P.S. The new one is correct, the old one missed 65537 -- SQRT(2^32)+1 -- so I need to fix the old one.
modified on Wednesday, November 26, 2008 3:29 PM
|
|
|
|
|
Hi,
1.
65537 is F4; failing to report it is something Fermat will not take lightly.
2.
The most popular bug in prime programs seems to be a "less than SQRT(n)" test ignoring rounding stuff;
I tend to make sure and do "less/equal 1+SQRT(n)" occasionally wasting some cycles but not generating false primes. But your mistake must have been something different, since you skipped a real prime.
3.
now may be the time to switch to long integers in order to extend the capabilities of your app.
After that Win64 and lots of memory may become relevant.
4.
By entering an article on the subject, you might be awarded a CodeProject Spokesperson Certificate...
|
|
|
|
|
I am stepping by two, I get to 65537 and stop the first loop but don't report it as a prime, then I begin the second loop by incrementing again. I'm not terribly happy with either solution I've tried.
I am using long integers, but until I got my wheel working I could only allocate enough memory for up to 2^32. I'll try for more later (overnight). 2^32 is taking about an hour and forty minutes (I think it's IO-bound).
Luc Pattyn wrote: Spokesperson
Not if they call it that.
Besides I don't want students to cheat by using my code.
|
|
|
|
|
PIEBALDconsult wrote: I think it's IO-bound
looking for primes is IO-bound?
Intel would better redirect its research efforts then.
|
|
|
|
|
|
OK,
tried a text file, took forever (I killed it after some 10 minutes, when it reached 4GB). It is both huge and slow, due to the string formatting stuff I guess.
tried a binary file, took 6 minutes all together for almost 2GB (storing more than 200 million longs); that seems acceptable (simplified model: 5 minutes calculation, then 1 minute writing, i.e. writing 30MB/sec; most primes are above SQRT and don't need much calculation).
|
|
|
|
|
I just finished a little experiment, calculating all primes < 2^32 in a simple Eratosthenes sieve. With long integers where appropriate, 1 bit per candidate (32 candidates in an int), half a gigabyte of working set, and without spokes, without threading, without assembly or SIMD instructions, it took less than 5 minutes (on a simple Intel T8300 at 2.4GHz) to find there are 203280221 primes, which got confirmed by http://www.psc-consulting.ca/fenske/cpjav18s.txt[^]. The only sophistication I applied was avoiding almost all divide/modulo operations.
And indeed listing them to a ListBox would dramatically increase the time (I did not wait for it).
With indices in C# being int (i.e. effectively 31-bit), I could theoretically stretch this to 2G of longs, or 128G candidates; obviously I would run out of physical RAM long before that, without spokes. With spokes, not sure yet how far I could go.
[ADDED] One factor strongly in favor of spoked sieves is marking the smallest primes is what takes the longest, since the smallest primes have the largest number of multiples that must get marked. [/ADDED]
|
|
|
|
|
Pentium 4, 3GHz, 1GB RAM
Using an array of ulong s, without the IO...
Thirty-spoke : 203280221 primes found in 00:08:25.7221373.
Implied Two-spoke: 203280221 primes found in 00:13:15.0680712.

_ _ _ _ _ _ _

[REQUIRED ACTIONS]
A: In one to three sentences, explain what the prime-number thread gives as the reason that spoked sieves have a strong advantage.
B: Copy, word for word, the stretch of the prime-number thread from "[ADDED] One factor" through "found in 00:08:25.7221373.".
C: Put this sentence from the prime-number thread into Spanish: "Besides I don't want students to cheat by using my code."

[INFORMATION PROVIDED]
_ _ _ _ _ _ _

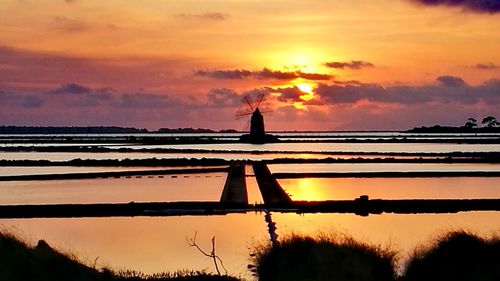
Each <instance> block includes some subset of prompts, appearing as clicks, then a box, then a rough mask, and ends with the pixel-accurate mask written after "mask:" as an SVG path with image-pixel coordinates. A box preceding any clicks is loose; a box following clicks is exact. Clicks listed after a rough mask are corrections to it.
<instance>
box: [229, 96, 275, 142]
mask: <svg viewBox="0 0 500 281" xmlns="http://www.w3.org/2000/svg"><path fill="white" fill-rule="evenodd" d="M263 101H264V95H263V94H261V95H259V96H258V97H257V99H254V101H252V99H251V98H250V97H249V96H245V97H244V98H243V102H244V106H245V109H244V110H243V111H240V112H237V113H236V118H237V119H241V118H246V117H248V116H250V133H249V134H245V135H242V136H241V138H240V141H242V142H249V143H255V144H262V143H266V142H276V141H277V140H278V139H277V138H276V137H275V136H273V135H270V134H266V130H265V126H264V116H263V115H262V113H265V112H266V111H261V110H260V109H259V106H260V105H261V104H262V102H263Z"/></svg>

_ _ _ _ _ _ _

[ANSWERS TO THIS EXERCISE]
A: Marking the smallest primes is what takes the longest, because the smallest primes have the largest number of multiples that must get marked. The thread names this as one factor strongly in favor of spoked sieves.

B:
[ADDED] One factor strongly in favor of spoked sieves is marking the smallest primes is what takes the longest, since the smallest primes have the largest number of multiples that must get marked. [/ADDED]
|
|
|
|
|
Pentium 4, 3GHz, 1GB RAM
Using an array of ulong s, without the IO...
Thirty-spoke : 203280221 primes found in 00:08:25.7221373.

C: Además, no quiero que los estudiantes hagan trampa usando mi código.